RuntimeError: Tensors must have same number of dimensions: got 2 and 3 when running sample inference code

#14
by sbhctashi - opened

Description

When running the sample inference code with the Phi-4-mini-instruct checkpoints, I encountered a RuntimeError related to tensor dimension mismatch during generation.

Reproduction Steps

  1. Obtain the Phi-4-mini-instruct model checkpoints.
  2. Run the following sample code (inference.py)
from transformers import AutoModelForCausalLM, AutoTokenizer, pipeline
 
torch.random.manual_seed(0)

model_path = "microsoft/Phi-4-mini-instruct"

model = AutoModelForCausalLM.from_pretrained(
    model_path,
    device_map="auto",
    torch_dtype="auto",
    trust_remote_code=True,
)
tokenizer = AutoTokenizer.from_pretrained(model_path)

▶ GIVEN REQUEST
In the error report above, which model's checkpoints were being used when the tensor dimension mismatch occurred?

▶ PROVIDED DATA
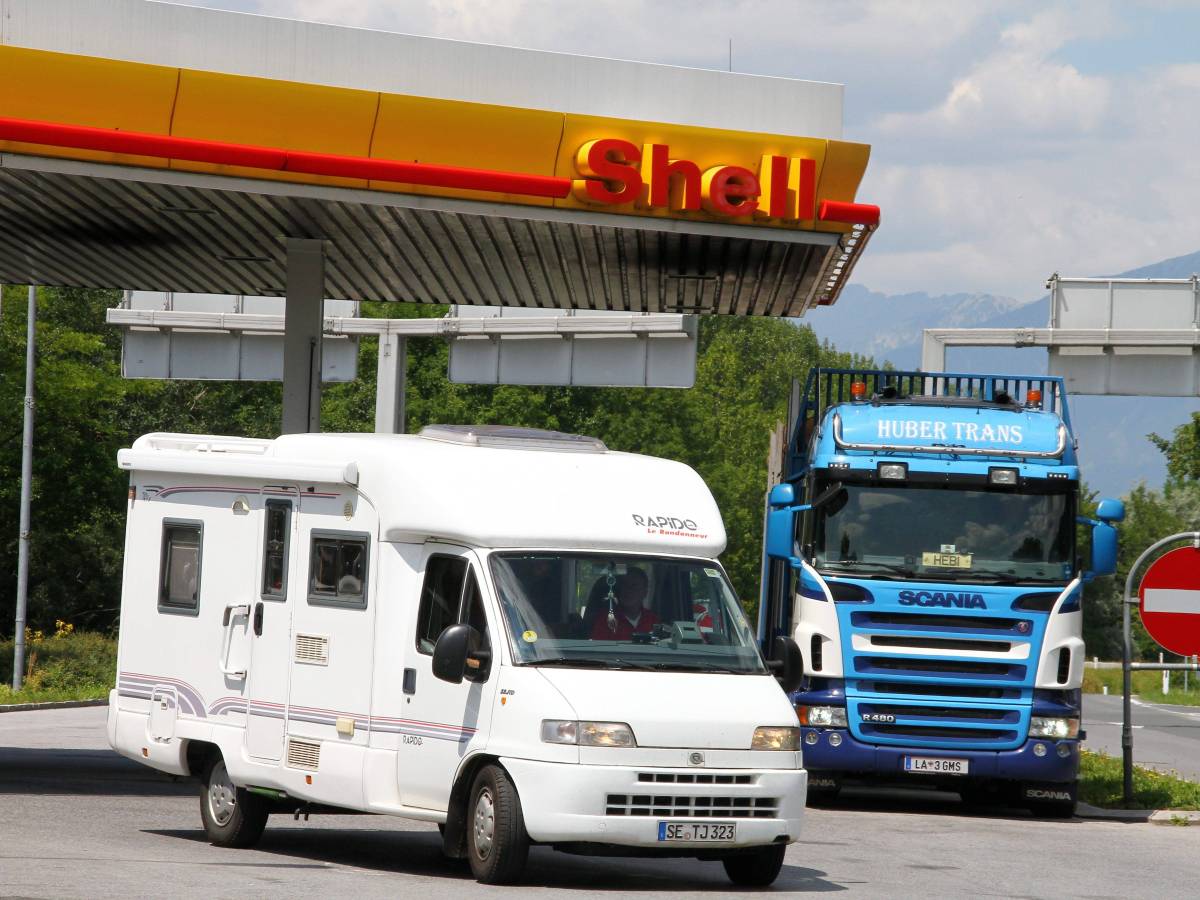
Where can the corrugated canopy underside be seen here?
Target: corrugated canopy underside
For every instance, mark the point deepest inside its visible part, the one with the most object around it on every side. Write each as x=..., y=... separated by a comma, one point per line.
x=89, y=225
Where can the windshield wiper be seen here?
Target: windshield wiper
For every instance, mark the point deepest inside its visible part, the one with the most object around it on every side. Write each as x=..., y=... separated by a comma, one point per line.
x=853, y=564
x=592, y=663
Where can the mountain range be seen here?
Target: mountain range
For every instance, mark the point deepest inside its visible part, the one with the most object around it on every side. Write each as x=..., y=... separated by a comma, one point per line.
x=1115, y=453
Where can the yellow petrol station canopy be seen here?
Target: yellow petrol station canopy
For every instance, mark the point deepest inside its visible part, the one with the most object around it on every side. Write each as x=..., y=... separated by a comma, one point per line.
x=129, y=174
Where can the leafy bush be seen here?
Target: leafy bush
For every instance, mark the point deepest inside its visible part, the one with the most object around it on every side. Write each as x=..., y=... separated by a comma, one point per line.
x=67, y=665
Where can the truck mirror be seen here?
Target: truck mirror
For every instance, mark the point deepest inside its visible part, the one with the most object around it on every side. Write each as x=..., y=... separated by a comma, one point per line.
x=832, y=499
x=787, y=664
x=1104, y=549
x=1110, y=511
x=450, y=653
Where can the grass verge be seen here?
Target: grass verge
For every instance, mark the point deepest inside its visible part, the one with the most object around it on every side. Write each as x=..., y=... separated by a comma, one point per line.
x=1147, y=685
x=1101, y=783
x=64, y=666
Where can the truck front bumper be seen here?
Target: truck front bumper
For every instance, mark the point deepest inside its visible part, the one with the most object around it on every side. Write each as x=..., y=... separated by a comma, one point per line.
x=622, y=807
x=1059, y=763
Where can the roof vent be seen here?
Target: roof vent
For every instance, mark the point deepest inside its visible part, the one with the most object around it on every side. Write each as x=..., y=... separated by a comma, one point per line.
x=513, y=438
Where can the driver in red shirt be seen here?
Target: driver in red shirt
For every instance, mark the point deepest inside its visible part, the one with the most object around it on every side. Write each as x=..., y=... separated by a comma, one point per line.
x=631, y=616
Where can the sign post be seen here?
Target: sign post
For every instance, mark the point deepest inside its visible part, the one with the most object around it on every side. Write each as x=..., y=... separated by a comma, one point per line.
x=1169, y=600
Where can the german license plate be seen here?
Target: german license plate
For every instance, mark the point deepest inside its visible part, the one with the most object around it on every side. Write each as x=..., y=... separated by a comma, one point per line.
x=935, y=765
x=701, y=832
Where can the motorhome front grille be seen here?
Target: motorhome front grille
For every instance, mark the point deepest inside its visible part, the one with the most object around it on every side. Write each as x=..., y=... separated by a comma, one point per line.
x=694, y=778
x=313, y=649
x=304, y=754
x=619, y=804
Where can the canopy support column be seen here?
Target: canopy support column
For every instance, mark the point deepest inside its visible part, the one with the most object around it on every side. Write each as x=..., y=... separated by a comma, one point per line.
x=390, y=384
x=303, y=324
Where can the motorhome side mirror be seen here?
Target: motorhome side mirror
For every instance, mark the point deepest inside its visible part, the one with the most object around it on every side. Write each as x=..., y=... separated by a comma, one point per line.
x=1104, y=549
x=1110, y=511
x=786, y=664
x=450, y=653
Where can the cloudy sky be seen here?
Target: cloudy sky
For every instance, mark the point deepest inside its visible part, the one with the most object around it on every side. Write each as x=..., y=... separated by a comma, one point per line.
x=1011, y=139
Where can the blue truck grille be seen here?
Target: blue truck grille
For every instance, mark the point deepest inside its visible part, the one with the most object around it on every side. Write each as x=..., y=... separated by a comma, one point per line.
x=928, y=679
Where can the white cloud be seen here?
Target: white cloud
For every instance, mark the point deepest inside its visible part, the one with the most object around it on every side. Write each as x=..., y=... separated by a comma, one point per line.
x=1018, y=89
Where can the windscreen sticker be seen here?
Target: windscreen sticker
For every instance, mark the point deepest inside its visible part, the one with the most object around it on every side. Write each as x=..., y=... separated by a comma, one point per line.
x=669, y=526
x=946, y=561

▶ TASK OUTPUT
Phi-4-mini-instruct